• _The task_
Repeat the records exactly. Every line must match.

• _Records provided_
• • • • •
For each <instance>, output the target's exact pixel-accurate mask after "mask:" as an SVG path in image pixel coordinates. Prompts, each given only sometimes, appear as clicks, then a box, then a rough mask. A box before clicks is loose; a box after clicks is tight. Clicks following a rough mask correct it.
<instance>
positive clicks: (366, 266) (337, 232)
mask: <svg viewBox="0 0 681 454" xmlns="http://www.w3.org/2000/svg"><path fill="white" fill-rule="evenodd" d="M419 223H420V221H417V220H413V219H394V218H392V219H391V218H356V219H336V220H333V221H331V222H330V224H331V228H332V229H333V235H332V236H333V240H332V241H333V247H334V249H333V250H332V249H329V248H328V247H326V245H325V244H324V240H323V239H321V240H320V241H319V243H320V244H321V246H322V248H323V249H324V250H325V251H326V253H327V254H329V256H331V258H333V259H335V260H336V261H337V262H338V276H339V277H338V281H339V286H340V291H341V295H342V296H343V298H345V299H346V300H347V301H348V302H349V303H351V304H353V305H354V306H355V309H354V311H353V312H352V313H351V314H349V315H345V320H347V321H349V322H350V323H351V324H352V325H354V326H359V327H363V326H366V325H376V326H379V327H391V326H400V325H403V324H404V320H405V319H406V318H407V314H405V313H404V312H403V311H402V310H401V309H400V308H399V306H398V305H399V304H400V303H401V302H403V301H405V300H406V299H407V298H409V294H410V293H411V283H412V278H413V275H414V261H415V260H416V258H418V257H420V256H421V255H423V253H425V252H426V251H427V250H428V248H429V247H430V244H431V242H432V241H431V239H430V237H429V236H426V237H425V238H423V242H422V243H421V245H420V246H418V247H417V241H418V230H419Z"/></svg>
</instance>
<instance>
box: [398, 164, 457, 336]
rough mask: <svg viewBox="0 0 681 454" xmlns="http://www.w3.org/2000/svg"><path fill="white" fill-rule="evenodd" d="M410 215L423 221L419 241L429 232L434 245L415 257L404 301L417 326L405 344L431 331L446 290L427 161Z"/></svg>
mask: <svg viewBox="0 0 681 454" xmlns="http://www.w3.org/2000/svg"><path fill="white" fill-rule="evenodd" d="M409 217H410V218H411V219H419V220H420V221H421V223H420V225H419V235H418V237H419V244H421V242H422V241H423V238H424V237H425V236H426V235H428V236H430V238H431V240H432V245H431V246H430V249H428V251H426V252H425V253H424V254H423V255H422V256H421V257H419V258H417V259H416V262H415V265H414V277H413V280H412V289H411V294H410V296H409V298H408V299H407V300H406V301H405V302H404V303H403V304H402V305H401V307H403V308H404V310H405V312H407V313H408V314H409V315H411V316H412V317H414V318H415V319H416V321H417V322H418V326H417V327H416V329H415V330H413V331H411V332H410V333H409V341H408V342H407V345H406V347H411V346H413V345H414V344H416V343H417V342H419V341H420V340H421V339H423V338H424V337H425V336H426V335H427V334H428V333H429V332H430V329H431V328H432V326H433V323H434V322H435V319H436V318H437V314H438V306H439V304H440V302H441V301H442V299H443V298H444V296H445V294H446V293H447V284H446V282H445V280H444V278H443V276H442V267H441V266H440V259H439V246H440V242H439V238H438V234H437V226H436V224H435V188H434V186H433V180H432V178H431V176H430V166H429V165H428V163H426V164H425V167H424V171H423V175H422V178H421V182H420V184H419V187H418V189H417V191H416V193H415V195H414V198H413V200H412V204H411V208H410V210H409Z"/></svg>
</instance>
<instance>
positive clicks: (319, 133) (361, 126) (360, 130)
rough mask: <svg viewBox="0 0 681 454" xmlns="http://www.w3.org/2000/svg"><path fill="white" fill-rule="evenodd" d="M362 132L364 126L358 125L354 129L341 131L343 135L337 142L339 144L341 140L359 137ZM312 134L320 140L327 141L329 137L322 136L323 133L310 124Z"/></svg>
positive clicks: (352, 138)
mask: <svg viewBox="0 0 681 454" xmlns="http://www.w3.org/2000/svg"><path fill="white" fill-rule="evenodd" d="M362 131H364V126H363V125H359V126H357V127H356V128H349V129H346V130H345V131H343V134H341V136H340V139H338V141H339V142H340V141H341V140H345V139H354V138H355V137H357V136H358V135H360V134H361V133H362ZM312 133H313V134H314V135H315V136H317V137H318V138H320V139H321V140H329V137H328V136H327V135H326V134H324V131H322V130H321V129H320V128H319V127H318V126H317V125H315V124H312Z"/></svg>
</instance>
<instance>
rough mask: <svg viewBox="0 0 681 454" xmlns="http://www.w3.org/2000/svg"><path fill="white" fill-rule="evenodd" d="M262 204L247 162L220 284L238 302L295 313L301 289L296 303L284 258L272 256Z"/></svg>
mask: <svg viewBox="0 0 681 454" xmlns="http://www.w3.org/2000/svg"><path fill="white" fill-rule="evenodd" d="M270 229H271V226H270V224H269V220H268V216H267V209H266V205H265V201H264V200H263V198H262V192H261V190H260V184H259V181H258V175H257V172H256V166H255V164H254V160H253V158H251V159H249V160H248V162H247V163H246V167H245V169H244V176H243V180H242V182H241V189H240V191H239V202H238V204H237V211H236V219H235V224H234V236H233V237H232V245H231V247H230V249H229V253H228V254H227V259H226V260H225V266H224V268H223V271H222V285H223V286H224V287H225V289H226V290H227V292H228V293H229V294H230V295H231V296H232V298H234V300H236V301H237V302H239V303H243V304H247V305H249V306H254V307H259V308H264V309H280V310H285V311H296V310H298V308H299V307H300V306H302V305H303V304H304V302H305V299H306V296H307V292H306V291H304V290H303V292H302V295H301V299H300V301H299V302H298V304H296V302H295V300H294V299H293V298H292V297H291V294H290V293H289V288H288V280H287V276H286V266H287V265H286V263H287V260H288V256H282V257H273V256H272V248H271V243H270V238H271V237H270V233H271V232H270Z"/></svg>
• • • • •
• _Result of this exercise_
For each <instance>, output the target's exact pixel-accurate mask after "mask:" as an SVG path in image pixel coordinates. Prompts, each given only sometimes, appear as clicks, then a box, then a rough mask. A box before clicks is loose; a box after clicks is tight. Clicks following a rough mask correct it.
<instance>
positive clicks: (366, 266) (337, 232)
mask: <svg viewBox="0 0 681 454" xmlns="http://www.w3.org/2000/svg"><path fill="white" fill-rule="evenodd" d="M419 223H420V221H417V220H413V219H394V218H392V219H391V218H356V219H336V220H333V221H331V222H330V224H331V228H332V229H333V235H332V236H333V240H332V241H333V247H334V249H333V250H332V249H329V248H328V247H326V245H325V244H324V240H323V239H321V240H320V241H319V243H320V244H321V246H322V248H323V249H324V250H325V251H326V253H327V254H329V256H331V258H333V259H335V260H336V261H337V262H338V276H339V277H338V281H339V286H340V291H341V295H342V296H343V298H345V299H346V300H347V301H348V302H349V303H351V304H353V305H354V306H355V309H354V311H353V312H352V313H351V314H349V315H345V320H347V321H349V322H350V323H351V324H352V325H354V326H359V327H363V326H366V325H376V326H379V327H391V326H400V325H403V324H404V320H405V319H406V318H407V314H405V313H404V312H403V311H402V310H401V309H400V308H399V306H398V305H399V304H400V303H401V302H403V301H405V300H406V299H407V298H409V294H410V293H411V283H412V278H413V275H414V261H415V260H416V258H418V257H420V256H421V255H423V253H425V252H426V251H427V250H428V248H429V247H430V244H431V242H432V241H431V239H430V237H429V236H426V237H425V238H423V242H422V243H421V245H420V246H418V247H417V241H418V230H419Z"/></svg>
</instance>
<instance>
box: [398, 164, 457, 336]
rough mask: <svg viewBox="0 0 681 454" xmlns="http://www.w3.org/2000/svg"><path fill="white" fill-rule="evenodd" d="M410 215L423 221L419 241L429 232L434 245L415 257L404 301L417 326L405 344L431 331L446 290L427 161Z"/></svg>
mask: <svg viewBox="0 0 681 454" xmlns="http://www.w3.org/2000/svg"><path fill="white" fill-rule="evenodd" d="M409 217H410V218H411V219H419V220H420V221H421V223H420V225H419V235H418V237H419V244H421V242H422V241H423V238H424V237H425V236H426V235H428V236H430V238H431V240H432V245H431V246H430V249H428V251H426V252H425V253H424V254H423V255H422V256H421V257H419V258H417V259H416V262H415V265H414V277H413V280H412V289H411V294H410V296H409V298H408V299H407V300H406V301H405V302H404V303H403V304H402V305H401V307H403V308H404V310H405V312H407V313H408V314H409V315H411V316H412V317H414V318H415V319H416V321H417V322H418V326H417V327H416V329H415V330H413V331H411V332H410V333H409V341H408V342H407V345H406V347H411V346H413V345H414V344H416V343H417V342H419V341H420V340H421V339H423V338H424V337H425V336H426V335H427V334H428V333H429V332H430V329H431V328H432V326H433V323H434V322H435V319H436V318H437V314H438V306H439V304H440V302H441V301H442V299H443V298H444V296H445V294H446V293H447V284H446V282H445V280H444V278H443V276H442V267H441V266H440V259H439V246H440V242H439V238H438V234H437V226H436V224H435V188H434V186H433V180H432V178H431V176H430V166H429V165H428V163H426V164H425V167H424V171H423V175H422V178H421V182H420V184H419V187H418V189H417V191H416V193H415V195H414V198H413V200H412V204H411V208H410V210H409Z"/></svg>
</instance>
<instance>
positive clicks: (319, 133) (361, 126) (360, 130)
rough mask: <svg viewBox="0 0 681 454" xmlns="http://www.w3.org/2000/svg"><path fill="white" fill-rule="evenodd" d="M362 132L364 126L358 125L354 129L341 131L343 135L337 142L339 144L341 140L359 137ZM312 134L320 140L327 141L329 137L322 136L323 133L310 124Z"/></svg>
positive clicks: (352, 138)
mask: <svg viewBox="0 0 681 454" xmlns="http://www.w3.org/2000/svg"><path fill="white" fill-rule="evenodd" d="M362 131H364V126H363V125H359V126H357V127H356V128H349V129H346V130H345V131H343V134H341V136H340V139H338V141H339V142H340V141H341V140H345V139H354V138H355V137H357V136H358V135H360V134H361V133H362ZM312 133H313V134H314V135H315V136H317V137H318V138H320V139H321V140H329V137H328V136H327V135H326V134H324V131H322V130H321V129H320V128H319V127H318V126H317V125H315V124H312Z"/></svg>
</instance>
<instance>
rough mask: <svg viewBox="0 0 681 454" xmlns="http://www.w3.org/2000/svg"><path fill="white" fill-rule="evenodd" d="M262 204L247 162L220 284L238 302L295 313L301 289L296 303L284 258L272 256Z"/></svg>
mask: <svg viewBox="0 0 681 454" xmlns="http://www.w3.org/2000/svg"><path fill="white" fill-rule="evenodd" d="M270 229H271V226H270V224H269V220H268V216H267V209H266V205H265V201H264V200H263V198H262V192H261V190H260V184H259V181H258V175H257V172H256V166H255V164H254V160H253V158H251V159H249V160H248V162H247V163H246V167H245V169H244V176H243V180H242V182H241V189H240V191H239V202H238V204H237V211H236V219H235V224H234V236H233V237H232V245H231V247H230V249H229V253H228V254H227V259H226V260H225V266H224V268H223V271H222V285H223V286H224V287H225V289H226V290H227V292H228V293H229V294H230V295H231V296H232V298H234V300H236V301H237V302H239V303H243V304H247V305H249V306H254V307H259V308H264V309H280V310H285V311H296V310H298V308H299V307H300V306H302V305H303V304H304V302H305V299H306V296H307V292H306V291H304V290H303V292H302V295H301V299H300V301H299V302H298V304H296V302H295V300H294V299H293V298H292V297H291V294H290V293H289V288H288V280H287V276H286V266H287V265H286V263H287V260H288V256H282V257H273V256H272V248H271V243H270V238H271V237H270V233H271V232H270Z"/></svg>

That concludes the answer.